• **本文抜粋**
↓

PRIDE順調に拡大。マッチメーカーとして、
次々と直談判で選手を投入(小川直也、藤田和之、ケンドーカシンなど)。
世間ではプライドの会場で猪木の隣に座る正体不明の怪人として
話題になる。
猪木詩集『馬鹿になれ』(角川書店)をプロデュース。

5月、東京ドームでPRIDEグランプリ開催。
リングサイドにエリック・クラプトンが自費で来場。
挨拶して特性ジャンバーをプレゼントする。
その隣のマネージャーだと思っていたのが、藤原ヒロシであった。
後に藤原を通じてPRIDEの曲を藤原と共に作ってもらうことになる。

8月「PRIDE10」(西武ドーム)。
この日、百瀬博教のプロデュースでアントニオ猪木が
「イノキボンバイエ」のテーマで初めてPRIDEのリングに上がり
「123ダー!」をし、最高の盛り上がりを見せる。
この後PRIDEはますますメジャー化していく。

12月3日、 雑誌「映画館へ!」で北野武と対談。
生まれてはじめてタバコに火をつける。
「石原裕次郎のたばこの火だってつけたことないんだけど、
 めちゃめちゃ好きな北野武監督のタバコの火は、
 こらからもつけさせてもらいます」と。

12月31日 INOKI BOM-BA-YE in大阪ドーム開催
DVDの副音声にて猪木・百瀬・浅草キッドの解説を収録


2001(平成13年)61歳
CS朝日ニュースターの対談番組「百瀬博教 時間旅行」
テレビレギュラー、スタート。
見城徹社長の要請を受けて『プライドの怪人』(幻冬舎)出版。

8月19日、「K―1アンディーメモリアル2001」にて、
「K-1VS猪木軍」、藤田 vs ミルコ等のカードで開戦。
その背後で、猪木と石井館長の間を取り持ち、黒幕ぶりを発揮。

12月31日、大晦日イベント『INOKI BOM-BA-YE』では、
紅白歌合戦にTBSの裏番組で勝負し民放最高の14・9%を記録する。

↑

• **目的 1**
この年譜について、次の問いに答えてください。
(a) 5月の東京ドームでのPRIDEグランプリで、リングサイドに自費で来場したのは誰ですか?
(b) 「PRIDE10」はどこで開催されましたか?
(c) 2001年12月31日の『INOKI BOM-BA-YE』が記録した数字は何%ですか?
• **目的 2**
PRIDEと猪木をめぐるこの年譜を、最後の行のあとから書き継いでもらえますか?
この年譜と、あとに続く記録とのあいだに関係はありません。

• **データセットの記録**
↓

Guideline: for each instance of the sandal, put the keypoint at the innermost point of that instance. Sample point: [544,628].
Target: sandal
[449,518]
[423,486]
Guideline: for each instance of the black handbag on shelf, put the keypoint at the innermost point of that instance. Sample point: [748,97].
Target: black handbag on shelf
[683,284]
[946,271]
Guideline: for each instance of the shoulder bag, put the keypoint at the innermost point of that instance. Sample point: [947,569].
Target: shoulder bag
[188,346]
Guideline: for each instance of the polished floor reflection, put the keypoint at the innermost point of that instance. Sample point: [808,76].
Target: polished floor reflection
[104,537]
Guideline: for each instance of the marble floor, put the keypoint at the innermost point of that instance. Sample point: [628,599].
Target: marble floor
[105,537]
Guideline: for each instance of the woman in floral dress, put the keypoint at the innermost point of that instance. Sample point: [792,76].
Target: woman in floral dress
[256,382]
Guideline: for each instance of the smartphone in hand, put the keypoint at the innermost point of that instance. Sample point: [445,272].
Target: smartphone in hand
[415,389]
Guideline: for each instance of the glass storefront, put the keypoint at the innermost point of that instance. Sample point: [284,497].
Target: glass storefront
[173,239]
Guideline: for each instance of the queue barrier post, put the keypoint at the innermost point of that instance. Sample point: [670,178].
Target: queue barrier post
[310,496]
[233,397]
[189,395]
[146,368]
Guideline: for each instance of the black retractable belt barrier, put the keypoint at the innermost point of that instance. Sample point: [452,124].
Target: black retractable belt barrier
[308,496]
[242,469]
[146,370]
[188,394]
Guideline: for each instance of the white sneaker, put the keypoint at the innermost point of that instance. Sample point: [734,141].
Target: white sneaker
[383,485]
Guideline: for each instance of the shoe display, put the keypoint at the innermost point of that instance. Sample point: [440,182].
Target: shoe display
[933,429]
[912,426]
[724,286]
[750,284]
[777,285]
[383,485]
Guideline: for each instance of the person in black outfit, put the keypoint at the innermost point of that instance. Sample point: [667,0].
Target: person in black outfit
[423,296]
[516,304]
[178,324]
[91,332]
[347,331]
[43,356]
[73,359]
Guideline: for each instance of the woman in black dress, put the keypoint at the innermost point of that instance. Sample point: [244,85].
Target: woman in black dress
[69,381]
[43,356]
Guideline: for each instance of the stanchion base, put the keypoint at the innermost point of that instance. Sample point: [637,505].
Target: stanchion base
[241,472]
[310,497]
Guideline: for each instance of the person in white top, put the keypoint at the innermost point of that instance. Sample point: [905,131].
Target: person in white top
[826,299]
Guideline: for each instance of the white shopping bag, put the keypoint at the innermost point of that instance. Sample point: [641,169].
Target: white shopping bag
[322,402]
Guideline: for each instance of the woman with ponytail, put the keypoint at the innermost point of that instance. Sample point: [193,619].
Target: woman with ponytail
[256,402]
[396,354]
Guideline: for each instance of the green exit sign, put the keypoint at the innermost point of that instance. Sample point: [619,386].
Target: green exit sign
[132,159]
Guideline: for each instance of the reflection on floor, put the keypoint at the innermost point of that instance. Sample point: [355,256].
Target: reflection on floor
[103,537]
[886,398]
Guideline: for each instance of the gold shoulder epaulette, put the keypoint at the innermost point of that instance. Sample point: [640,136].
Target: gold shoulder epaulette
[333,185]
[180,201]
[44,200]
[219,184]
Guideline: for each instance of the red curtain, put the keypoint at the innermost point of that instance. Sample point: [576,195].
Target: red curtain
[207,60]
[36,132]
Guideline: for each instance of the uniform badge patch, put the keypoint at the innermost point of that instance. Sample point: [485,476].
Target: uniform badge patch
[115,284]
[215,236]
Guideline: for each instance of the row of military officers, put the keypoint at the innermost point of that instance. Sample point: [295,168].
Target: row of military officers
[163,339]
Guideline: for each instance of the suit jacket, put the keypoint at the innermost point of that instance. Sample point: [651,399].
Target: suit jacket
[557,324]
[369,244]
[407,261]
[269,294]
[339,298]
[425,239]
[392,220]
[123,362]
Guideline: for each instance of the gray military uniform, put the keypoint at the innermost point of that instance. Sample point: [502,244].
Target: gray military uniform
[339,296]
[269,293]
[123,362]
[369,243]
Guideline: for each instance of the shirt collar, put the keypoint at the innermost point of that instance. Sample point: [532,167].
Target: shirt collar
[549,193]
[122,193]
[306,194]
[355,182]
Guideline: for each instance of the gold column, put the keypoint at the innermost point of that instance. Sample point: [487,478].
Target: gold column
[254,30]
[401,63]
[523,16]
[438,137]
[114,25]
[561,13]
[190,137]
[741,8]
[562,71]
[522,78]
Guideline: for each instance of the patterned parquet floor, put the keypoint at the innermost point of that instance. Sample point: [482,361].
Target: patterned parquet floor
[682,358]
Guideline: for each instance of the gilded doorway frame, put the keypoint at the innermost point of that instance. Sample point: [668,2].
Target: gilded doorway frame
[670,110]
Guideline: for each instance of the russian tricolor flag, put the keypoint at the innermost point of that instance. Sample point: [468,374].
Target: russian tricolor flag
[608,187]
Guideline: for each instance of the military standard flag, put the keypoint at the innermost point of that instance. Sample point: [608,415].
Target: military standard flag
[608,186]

↑

• **回答 1**
(a) エリック・クラプトン
(b) 西武ドーム
(c) 14・9%

• **回答 2**
2002(平成14年)62歳
8月28日、国立競技場で9万人を動員する記録破りの格闘技イベント
『Dynamite!』開催。アントニオ猪木の地上3千メートルの「闘魂ダイブ」をプロデュース。
豪華写真集『INOKI ROCK』をプロデュース。

12月31日、大晦日イベント『INOKI BOM-BA-YE』プロデュース。さらに前年の視聴率を上回る16%を記録する。


2003(平成15年)63歳
テレビ東京「プラチナチケット」レギュラー出演。
文化放送「百瀬博通の柳橋キッド」スタート。
8月、「PRIDEミドル級グランプリ」
リング上で初めて、興行主、勧進元として挨拶する。
8月22日、浅草キッドと「男の星座祭り」を開催。
10月よりテレビ東京「てっぺん魂」にレギュラー出演。藤原ヒロシ

12月、アントニオ猪木、百瀬との覚書を破って、
日本テレビで『INOKI BOM-BA-YE』を放映するも低視聴率で終わる。

2003年年末、それまで協力関係にあったPRIDE、K-1が分裂し、
アントニオ猪木がPRIDEを離れた後は百瀬もPRIDEから姿を消した。

※その後は、K-1がPRIDEに対抗する形で立ち上げた
総合格闘技イベントHERO'S(2005年頃)で格闘家・高谷裕之を応援する姿が見られた
 

2004(平成16年)64歳
3月6日、南青山スパイラルホールにて誕生パーティを兼ねたトークライブを開催。芸能プロダクション設立と会長に就任を発表。

2006年(平成18年)65歳
6月5日、フジテレビがPRIDE(DSE)との契約を全面解除

2008年(平成20年)67歳
1月27日、死去。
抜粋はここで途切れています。